**Data to process:**
◇ ◇ ◇ ◇ ◇

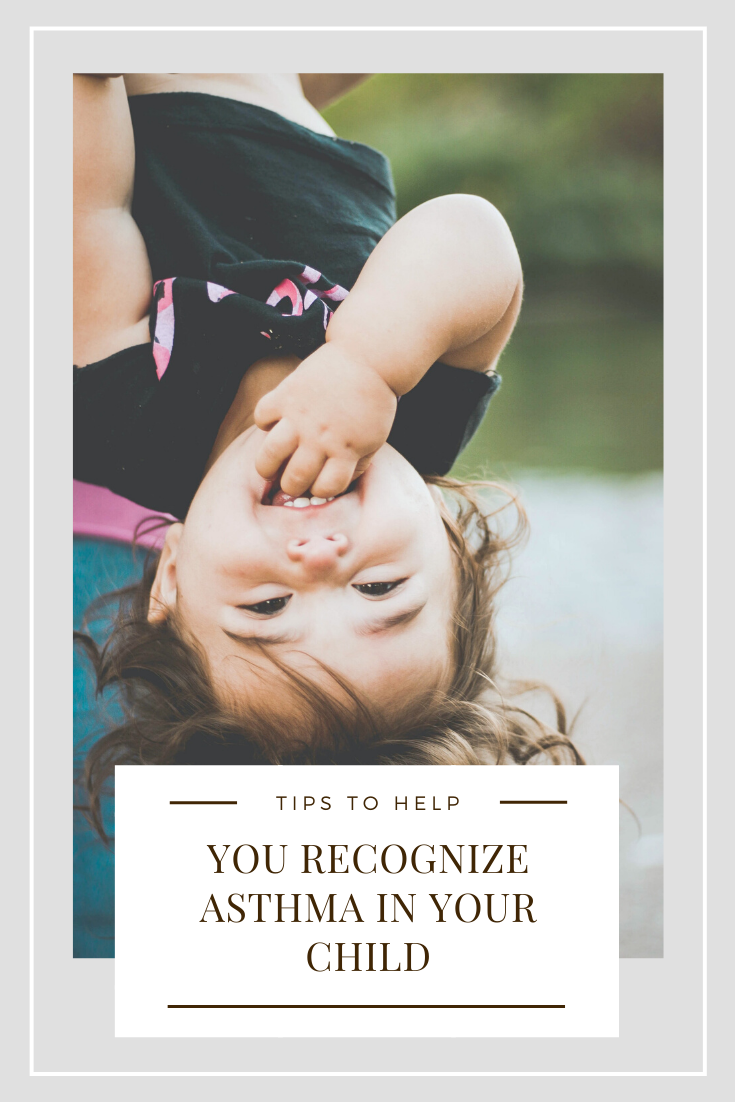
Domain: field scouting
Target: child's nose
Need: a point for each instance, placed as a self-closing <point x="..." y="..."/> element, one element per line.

◇ ◇ ◇ ◇ ◇

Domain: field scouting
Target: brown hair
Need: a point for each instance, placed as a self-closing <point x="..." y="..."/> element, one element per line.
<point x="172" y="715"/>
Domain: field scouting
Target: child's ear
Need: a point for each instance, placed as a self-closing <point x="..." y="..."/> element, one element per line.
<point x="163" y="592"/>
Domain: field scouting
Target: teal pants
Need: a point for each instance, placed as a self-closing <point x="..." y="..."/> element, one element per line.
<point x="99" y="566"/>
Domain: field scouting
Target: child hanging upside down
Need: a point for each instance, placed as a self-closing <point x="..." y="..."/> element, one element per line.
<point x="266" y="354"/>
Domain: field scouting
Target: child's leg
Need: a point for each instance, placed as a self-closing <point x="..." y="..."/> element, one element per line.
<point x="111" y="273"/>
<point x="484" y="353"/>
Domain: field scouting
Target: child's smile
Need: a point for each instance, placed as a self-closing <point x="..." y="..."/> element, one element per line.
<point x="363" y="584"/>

◇ ◇ ◇ ◇ ◇

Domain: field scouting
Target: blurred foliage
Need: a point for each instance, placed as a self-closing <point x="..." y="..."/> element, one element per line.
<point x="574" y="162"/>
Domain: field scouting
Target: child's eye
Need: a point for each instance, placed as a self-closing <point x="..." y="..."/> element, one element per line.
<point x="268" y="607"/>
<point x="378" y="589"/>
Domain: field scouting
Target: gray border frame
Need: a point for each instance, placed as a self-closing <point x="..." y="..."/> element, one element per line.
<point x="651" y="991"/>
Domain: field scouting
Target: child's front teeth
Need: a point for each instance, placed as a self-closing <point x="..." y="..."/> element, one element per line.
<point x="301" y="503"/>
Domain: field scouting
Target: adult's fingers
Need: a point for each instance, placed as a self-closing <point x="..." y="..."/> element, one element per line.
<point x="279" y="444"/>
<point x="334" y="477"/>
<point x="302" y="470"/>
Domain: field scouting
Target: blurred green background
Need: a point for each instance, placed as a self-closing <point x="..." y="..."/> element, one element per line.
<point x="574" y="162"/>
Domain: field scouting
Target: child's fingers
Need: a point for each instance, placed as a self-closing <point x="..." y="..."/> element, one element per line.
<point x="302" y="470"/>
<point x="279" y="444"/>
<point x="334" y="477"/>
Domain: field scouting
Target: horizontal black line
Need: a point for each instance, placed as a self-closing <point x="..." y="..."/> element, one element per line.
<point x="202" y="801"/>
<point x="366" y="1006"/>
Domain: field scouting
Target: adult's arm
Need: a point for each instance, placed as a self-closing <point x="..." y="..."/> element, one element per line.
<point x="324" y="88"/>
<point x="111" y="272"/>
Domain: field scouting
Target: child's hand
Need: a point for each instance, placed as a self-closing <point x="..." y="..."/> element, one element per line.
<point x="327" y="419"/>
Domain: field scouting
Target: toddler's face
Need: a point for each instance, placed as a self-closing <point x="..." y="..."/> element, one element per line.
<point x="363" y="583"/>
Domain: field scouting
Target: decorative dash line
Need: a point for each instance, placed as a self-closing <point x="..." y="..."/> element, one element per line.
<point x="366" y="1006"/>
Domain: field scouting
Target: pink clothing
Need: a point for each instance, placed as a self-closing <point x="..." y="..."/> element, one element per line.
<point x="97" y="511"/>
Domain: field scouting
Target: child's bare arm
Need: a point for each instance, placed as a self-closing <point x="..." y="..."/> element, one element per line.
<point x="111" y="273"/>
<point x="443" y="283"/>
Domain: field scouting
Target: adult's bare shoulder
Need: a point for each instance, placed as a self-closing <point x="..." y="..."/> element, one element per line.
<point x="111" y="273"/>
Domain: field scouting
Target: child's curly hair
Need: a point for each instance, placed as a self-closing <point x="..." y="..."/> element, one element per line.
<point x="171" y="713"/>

◇ ◇ ◇ ◇ ◇

**Aim of the exercise:**
Identify each line in the rows above that contains the word "adult", and copy every such line in full.

**Reply:**
Target: adult's fingers
Target: adult's arm
Target: adult's bare shoulder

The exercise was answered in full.